### Provided text
****

How we eliminated referral leakage

Categorized as Case Studies

Result

Our group practice customer was able to eliminate referral leakage altogether by using our call center team.

Problem

Our customer reached out to us when they started getting angry calls from various referral partners. According to our customers’ referring partners, they were not getting patient notes back on time (or ever).

Our customer had received complaints from referring partners that they had no idea whether their patients were being seen or not. They were missing out on their own HEDIS reporting measures/ timelines.

These complaints were from referring partners that already had a good relationship with our client. In other words, these referring partners had at least bothered to let the management team know their issue.

Our customer had no idea how many referring partners had never bothered to complain, slowed down their referrals nor did they know how many referring partners they had lost.

We partnered with our client to understand the issue better. Our initial analytics showed us that:

  1. There was no process around closed loop referral management.
  2. The referral coordinators handled multiple referral sources. These sources were – fax, email, phone calls, 3rd party referral websites. However, there was no consolidation of incoming referrals. Hence, there was no visibility into referring partner volumes.
  3. There was no process around patient satisfaction or referring partner satisfaction engagement.
  4. There was no way to monitor conversion of referrals
  5. Intuition based referring partner relationship management

Solution

We proposed to solve this issue with changes to :

  1. People
  2. Processes
  3. Technology

We have always advocated the importance of closed loop referral management to increase revenues and at the same time, increase referring partner satisfaction. We believe that a high performing referral network not only benefits patients but also adds tremendous value to increase patient volumes. 

We consolidated from the 3 dedicated referral coordinators into one dedicated referral coordinator (outsourced to our patient contact center team).

As a next step, we started using our healthcare referral management software to start logging all incoming referrals from all the different sources. We knew that we would not be able to change the way our client’s referring partners sent referrals. So, instead, we decided to change the way we “manage” referrals. This alone gave us the visibility we needed across all incoming referral channels. This is akin to managing all incoming referrals in a spreadsheet (which is messy).

We put SLAs around incoming referrals.

  • Respond to each referral to within 1-2 hours of receiving the referral.
  • At the end of each day, generate a report to gauge incoming referrals vs referrals tended to.
  • Provide each patient appointment update within 24 hours. This included updating the partner with visit notes as well.
  • Call each referred patient at least and up to 3 times. After this, send the referral back to the referral sender.
  • Give each referred patient an appointment within a maximum of 2 weeks.
  • Each week, send a consolidated referral status update to both the referring partner and the manager.
  • Each month, ask every referring partner “how we are doing”.

Just by making these people, process and technology changes, our customer was able to reduce referral leakage to less than 2% with a proportionate increase in patient visit volumes and monthly revenues.

****

### Data listing

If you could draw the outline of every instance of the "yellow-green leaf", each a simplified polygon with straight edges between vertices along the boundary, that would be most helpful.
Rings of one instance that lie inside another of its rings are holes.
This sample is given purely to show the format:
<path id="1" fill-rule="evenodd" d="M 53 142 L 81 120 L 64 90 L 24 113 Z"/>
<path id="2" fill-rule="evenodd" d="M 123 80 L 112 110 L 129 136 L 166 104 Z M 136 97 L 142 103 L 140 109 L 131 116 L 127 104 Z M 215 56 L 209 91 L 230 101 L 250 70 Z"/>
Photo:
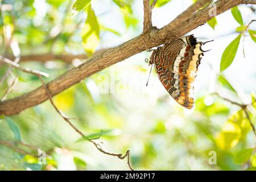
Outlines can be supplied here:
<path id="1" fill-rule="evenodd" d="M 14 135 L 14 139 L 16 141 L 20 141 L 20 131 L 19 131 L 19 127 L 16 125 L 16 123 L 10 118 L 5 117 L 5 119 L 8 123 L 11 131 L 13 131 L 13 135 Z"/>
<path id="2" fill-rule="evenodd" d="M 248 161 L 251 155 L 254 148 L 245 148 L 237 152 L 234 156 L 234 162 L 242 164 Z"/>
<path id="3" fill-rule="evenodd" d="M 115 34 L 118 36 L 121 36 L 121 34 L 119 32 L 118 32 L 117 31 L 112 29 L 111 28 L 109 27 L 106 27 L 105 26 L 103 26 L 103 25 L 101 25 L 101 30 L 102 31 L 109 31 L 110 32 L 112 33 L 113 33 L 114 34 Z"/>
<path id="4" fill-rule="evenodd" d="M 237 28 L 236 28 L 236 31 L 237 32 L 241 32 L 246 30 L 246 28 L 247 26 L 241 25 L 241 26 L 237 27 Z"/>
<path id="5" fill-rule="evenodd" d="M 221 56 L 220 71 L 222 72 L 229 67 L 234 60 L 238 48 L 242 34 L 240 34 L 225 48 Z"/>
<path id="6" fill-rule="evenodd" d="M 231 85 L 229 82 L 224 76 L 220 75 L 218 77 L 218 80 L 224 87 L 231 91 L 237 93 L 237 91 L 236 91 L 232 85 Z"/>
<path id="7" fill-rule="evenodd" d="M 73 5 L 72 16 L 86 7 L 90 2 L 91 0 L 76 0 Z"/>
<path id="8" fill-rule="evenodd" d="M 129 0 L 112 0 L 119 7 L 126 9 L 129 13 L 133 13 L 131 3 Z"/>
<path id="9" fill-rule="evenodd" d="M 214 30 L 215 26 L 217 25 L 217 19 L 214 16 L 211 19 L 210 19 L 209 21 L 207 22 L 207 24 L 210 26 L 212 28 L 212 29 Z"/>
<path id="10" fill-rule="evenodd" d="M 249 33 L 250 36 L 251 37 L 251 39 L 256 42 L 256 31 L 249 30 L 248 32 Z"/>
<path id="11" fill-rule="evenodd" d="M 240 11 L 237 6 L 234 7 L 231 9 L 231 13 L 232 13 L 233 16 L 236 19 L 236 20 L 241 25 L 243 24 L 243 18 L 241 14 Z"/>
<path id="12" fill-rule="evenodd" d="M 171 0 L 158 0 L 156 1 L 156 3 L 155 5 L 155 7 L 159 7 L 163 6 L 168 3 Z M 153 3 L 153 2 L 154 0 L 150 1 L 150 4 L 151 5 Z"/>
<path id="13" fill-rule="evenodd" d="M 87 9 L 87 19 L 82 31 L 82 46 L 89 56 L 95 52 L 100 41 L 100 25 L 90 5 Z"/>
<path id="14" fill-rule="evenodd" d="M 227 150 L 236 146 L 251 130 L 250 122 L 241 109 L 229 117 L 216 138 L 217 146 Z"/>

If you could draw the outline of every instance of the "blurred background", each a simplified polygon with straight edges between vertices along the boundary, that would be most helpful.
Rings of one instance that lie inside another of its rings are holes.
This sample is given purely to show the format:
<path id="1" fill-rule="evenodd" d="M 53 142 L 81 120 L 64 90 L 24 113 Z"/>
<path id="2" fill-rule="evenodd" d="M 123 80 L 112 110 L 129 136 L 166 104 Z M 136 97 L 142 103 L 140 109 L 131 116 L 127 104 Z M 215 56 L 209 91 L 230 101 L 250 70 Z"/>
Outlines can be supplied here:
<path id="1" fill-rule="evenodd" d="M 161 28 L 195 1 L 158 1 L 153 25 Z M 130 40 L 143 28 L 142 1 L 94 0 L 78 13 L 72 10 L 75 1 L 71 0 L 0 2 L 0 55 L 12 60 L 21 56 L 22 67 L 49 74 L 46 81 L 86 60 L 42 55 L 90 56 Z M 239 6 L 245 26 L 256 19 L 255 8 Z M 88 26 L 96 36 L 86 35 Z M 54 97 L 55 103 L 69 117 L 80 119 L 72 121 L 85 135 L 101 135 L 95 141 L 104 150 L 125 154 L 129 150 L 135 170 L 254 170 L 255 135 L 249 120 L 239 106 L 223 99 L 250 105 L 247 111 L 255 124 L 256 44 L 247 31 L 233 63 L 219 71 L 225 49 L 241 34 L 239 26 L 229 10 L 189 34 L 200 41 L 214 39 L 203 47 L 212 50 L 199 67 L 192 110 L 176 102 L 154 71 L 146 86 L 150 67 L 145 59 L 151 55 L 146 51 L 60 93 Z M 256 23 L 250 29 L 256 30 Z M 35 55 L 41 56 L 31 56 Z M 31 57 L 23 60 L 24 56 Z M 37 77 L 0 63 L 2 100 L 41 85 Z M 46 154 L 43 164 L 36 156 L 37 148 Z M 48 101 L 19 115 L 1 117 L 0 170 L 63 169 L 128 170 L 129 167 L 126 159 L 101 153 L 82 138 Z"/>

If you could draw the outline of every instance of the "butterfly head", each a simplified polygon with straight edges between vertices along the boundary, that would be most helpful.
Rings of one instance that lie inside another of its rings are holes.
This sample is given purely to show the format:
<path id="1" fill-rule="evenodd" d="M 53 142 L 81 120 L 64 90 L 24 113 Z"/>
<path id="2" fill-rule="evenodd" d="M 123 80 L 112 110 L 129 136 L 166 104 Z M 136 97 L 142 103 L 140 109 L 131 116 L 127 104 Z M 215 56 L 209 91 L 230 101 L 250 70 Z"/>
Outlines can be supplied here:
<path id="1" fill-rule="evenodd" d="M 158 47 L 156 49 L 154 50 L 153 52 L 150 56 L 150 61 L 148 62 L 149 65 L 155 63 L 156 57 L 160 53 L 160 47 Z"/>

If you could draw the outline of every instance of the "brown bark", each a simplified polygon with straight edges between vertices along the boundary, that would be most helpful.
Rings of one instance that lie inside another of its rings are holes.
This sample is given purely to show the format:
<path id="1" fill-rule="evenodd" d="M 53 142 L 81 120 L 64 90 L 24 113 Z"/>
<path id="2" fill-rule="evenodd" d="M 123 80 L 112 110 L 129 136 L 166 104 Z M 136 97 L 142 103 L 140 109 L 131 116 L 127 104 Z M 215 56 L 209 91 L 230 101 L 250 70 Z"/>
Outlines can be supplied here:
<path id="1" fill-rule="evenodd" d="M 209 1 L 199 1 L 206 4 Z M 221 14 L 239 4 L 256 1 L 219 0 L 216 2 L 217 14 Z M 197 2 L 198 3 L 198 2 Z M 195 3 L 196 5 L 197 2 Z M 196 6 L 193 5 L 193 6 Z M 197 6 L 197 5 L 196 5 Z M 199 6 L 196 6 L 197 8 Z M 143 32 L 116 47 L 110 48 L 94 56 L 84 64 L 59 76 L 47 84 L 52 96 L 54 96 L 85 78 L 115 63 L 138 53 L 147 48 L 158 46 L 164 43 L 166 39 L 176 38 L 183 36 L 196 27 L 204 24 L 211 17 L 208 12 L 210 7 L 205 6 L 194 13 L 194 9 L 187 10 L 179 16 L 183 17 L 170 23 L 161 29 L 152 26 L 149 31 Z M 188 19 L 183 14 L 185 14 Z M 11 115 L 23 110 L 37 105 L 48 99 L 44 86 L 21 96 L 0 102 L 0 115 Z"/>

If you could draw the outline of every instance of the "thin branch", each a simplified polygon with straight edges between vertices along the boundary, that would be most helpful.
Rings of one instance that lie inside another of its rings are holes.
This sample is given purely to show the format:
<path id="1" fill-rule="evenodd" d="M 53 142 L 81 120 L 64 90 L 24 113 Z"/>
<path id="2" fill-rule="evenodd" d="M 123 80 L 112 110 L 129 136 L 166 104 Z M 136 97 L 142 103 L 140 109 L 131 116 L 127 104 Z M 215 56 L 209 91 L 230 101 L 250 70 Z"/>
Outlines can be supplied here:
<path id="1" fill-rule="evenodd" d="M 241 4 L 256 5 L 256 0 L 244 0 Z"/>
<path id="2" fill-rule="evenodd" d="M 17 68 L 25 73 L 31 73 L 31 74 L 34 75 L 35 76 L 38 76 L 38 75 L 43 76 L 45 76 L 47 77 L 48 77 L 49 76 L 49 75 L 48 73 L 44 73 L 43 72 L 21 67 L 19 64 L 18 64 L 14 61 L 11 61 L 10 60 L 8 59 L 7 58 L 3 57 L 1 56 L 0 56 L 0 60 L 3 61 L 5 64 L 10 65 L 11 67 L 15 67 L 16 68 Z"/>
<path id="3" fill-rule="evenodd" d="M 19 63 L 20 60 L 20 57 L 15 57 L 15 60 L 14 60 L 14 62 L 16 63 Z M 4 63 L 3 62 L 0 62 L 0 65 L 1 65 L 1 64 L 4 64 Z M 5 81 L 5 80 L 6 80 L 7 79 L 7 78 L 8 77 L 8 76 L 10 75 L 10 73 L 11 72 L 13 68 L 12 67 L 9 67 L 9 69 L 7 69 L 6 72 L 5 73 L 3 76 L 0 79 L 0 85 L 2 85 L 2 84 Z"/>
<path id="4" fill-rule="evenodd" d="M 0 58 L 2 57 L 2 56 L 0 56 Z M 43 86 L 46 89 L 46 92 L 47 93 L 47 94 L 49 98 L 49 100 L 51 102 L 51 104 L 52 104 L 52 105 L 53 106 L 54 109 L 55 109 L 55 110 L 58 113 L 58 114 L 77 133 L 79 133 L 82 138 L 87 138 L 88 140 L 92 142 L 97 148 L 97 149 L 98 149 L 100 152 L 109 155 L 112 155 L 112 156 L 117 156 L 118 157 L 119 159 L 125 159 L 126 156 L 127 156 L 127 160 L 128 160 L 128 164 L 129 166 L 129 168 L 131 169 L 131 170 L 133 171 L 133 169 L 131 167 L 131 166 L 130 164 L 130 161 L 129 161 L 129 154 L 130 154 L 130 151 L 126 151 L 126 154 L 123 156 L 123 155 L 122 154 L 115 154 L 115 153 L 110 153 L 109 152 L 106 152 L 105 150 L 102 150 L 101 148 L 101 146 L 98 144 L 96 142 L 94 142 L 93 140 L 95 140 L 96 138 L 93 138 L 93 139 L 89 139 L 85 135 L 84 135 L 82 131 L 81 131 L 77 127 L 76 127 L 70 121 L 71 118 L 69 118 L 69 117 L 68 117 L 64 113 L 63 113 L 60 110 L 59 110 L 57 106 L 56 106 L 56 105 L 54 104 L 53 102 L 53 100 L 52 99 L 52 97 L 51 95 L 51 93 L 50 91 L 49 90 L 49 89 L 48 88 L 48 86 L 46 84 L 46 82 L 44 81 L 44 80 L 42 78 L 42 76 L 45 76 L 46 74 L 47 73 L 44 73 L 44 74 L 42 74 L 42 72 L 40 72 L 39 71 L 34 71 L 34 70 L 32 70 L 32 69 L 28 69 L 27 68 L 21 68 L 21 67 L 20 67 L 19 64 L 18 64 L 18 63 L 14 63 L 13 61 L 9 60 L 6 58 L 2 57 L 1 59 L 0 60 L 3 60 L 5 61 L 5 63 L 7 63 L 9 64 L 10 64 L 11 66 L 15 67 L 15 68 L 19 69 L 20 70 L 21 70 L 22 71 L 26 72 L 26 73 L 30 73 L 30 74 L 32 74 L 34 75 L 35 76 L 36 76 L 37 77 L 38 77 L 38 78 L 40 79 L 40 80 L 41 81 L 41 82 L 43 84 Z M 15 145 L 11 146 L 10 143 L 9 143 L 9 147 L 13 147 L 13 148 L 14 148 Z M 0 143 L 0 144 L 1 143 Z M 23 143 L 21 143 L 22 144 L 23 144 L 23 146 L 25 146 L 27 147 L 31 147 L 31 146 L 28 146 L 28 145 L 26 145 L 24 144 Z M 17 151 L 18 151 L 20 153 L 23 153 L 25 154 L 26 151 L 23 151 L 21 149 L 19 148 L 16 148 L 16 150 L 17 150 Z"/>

****

### Instructions
• 1. Answer these questions from the referral leakage case study:
(a) Which reporting measures and timelines were the referring partners missing out on?
(b) How many dedicated referral coordinators were consolidated into one?
(c) How soon after receiving a referral was a response required?
• 2. Transcribe the referral leakage case study from "As a next step, we" up to and including "(which is messy).".
• 3. List every referral source that the referral coordinators handled, according to the referral leakage case study.
The records are separate material and unrelated to the case study.

### Solved tasks
• 1.
(a) Their own HEDIS reporting measures/timelines.
(b) Three.
(c) Within 1-2 hours.

• 2.
As a next step, we started using our healthcare referral management software to start logging all incoming referrals from all the different sources. We knew that we would not be able to change the way our client’s referring partners sent referrals. So, instead, we decided to change the way we “manage” referrals. This alone gave us the visibility we needed across all incoming referral channels. This is akin to managing all incoming referrals in a spreadsheet (which is messy).

• 3.
- Fax
- Email
- Phone calls
- 3rd party referral websites